Task details: Gather every line of the entries below that contains the string "metal".

Listing:
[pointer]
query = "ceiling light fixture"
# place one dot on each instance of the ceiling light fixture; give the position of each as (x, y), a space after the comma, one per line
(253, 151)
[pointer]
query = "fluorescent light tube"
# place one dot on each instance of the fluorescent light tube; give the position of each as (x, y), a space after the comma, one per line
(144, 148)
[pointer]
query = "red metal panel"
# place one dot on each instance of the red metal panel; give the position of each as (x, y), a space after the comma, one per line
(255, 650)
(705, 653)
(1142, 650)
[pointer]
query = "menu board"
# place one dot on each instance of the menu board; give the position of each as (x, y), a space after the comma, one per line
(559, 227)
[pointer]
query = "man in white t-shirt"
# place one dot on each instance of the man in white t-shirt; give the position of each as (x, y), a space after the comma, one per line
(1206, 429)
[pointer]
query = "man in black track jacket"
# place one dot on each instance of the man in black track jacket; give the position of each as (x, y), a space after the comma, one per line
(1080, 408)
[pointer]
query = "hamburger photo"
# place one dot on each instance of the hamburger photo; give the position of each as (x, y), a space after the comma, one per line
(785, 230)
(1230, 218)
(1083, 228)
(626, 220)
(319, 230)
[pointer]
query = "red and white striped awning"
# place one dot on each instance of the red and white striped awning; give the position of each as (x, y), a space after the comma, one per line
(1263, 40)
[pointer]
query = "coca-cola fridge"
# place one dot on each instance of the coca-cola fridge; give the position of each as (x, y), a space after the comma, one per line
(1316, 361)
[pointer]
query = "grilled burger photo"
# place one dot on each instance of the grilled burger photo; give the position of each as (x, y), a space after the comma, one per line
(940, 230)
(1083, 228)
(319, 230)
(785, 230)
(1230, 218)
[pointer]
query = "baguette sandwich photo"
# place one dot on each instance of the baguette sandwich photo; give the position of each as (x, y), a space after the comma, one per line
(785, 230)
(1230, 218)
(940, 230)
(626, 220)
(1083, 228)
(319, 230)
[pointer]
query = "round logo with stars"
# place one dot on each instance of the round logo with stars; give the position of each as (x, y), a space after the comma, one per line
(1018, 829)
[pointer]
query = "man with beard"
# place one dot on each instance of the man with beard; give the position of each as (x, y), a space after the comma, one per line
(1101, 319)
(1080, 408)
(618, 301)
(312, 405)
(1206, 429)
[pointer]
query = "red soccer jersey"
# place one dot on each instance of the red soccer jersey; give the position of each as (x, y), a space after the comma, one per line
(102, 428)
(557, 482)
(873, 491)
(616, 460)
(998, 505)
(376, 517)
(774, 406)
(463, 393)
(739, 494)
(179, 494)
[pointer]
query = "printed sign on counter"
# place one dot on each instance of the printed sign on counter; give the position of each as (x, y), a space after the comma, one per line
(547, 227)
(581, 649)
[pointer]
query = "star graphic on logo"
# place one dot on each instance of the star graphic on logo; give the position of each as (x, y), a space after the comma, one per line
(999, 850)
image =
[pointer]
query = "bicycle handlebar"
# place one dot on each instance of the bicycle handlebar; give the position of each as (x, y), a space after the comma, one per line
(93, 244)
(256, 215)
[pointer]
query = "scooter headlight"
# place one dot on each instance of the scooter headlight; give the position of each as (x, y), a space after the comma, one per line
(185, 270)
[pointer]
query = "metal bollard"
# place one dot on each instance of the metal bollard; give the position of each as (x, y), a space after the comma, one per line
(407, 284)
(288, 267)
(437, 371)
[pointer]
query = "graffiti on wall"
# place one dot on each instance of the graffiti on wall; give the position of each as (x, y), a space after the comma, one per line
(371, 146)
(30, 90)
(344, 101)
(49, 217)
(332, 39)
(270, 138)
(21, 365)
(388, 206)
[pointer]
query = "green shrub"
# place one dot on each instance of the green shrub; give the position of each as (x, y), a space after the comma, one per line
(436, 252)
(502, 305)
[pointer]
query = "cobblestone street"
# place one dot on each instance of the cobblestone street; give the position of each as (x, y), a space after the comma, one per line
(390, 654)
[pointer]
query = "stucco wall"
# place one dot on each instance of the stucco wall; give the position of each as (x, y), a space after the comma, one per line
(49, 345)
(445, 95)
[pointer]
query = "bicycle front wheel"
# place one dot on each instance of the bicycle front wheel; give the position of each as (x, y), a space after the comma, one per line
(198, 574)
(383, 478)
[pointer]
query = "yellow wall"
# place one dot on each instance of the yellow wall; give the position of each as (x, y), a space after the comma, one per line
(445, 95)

Exercise result:
query = "red metal panel"
# place one dot on each instance of the red metal panel; give the position of each as (x, y), a space after the comma, one per line
query = "metal bollard"
# place one dot on each instance of the metal bollard; give the position of each as (x, y), a space after the comma, one per line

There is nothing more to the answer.